> _Exercise details_
Lay out everything from the line containing "Could you point to the blue" down to the last line as a numbered list, skipping any blank lines.

(Point annotation lines)

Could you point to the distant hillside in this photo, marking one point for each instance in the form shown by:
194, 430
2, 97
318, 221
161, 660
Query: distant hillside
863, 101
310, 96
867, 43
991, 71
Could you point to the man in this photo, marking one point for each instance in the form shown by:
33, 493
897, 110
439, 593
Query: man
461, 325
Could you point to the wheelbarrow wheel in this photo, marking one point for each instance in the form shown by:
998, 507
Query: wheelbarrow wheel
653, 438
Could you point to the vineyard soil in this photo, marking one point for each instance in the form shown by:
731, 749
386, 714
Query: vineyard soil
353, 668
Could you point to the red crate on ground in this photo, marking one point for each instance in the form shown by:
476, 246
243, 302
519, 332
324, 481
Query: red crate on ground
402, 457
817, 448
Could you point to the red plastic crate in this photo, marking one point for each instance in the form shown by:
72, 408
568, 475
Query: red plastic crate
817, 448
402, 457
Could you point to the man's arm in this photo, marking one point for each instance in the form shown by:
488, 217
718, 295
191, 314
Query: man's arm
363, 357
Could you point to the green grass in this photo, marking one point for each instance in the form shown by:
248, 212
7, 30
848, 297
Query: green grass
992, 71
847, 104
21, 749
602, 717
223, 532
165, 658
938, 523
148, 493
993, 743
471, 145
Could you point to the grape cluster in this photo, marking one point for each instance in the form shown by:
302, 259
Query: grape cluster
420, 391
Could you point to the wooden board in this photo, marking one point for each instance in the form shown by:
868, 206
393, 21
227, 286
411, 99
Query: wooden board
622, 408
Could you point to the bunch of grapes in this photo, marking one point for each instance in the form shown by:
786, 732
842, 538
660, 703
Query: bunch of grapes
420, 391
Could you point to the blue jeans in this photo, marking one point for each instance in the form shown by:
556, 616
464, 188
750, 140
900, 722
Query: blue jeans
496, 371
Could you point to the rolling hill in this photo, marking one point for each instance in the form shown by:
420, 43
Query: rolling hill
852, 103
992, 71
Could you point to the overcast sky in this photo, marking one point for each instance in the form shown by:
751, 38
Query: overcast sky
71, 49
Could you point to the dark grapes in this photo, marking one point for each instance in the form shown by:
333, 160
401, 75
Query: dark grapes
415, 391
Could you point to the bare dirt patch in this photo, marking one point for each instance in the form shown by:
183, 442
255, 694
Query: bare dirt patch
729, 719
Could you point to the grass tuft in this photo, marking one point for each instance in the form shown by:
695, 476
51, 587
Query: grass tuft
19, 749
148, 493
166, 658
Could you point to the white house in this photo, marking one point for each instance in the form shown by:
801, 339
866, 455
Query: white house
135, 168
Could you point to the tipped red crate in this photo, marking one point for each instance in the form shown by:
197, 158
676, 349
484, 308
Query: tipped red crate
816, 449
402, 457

> _Exercise response_
1. Could you point to the blue jeans in this photo, marking one point for each instance in the form shown by:
2. 556, 616
3. 464, 188
4. 750, 140
5. 900, 722
6. Query: blue jeans
7. 496, 371
8. Could you point to the rolling hill in this photo, marking one point for each instance in the form shown by:
9. 420, 43
10. Query: rolling hill
11. 852, 103
12. 992, 71
13. Could you point to the overcast sky in this photo, marking one point for each instance in the form shown by:
14. 751, 38
15. Query: overcast sky
16. 71, 49
17. Could you point to the dark grapes in this photo, marking one point for each instance in the form shown by:
18. 333, 160
19. 401, 75
20. Query: dark grapes
21. 415, 391
22. Could you point to the bare dirt patch in this photo, marking one point for each instance in the form shown by:
23. 183, 442
24. 255, 694
25. Query: bare dirt patch
26. 729, 719
27. Could you point to the grass tuft in this photo, marking one point for each instance in the form shown by:
28. 695, 476
29. 51, 587
30. Query: grass tuft
31. 19, 749
32. 148, 493
33. 166, 658
34. Could you point to the white house in this photo, marking one point for each instance in the form shown by:
35. 801, 339
36. 866, 455
37. Query: white house
38. 135, 168
39. Could you point to the tipped red crate in this photo, marking one point for each instance in the form shown by:
40. 197, 158
41. 676, 349
42. 484, 308
43. Query: tipped red crate
44. 816, 449
45. 402, 457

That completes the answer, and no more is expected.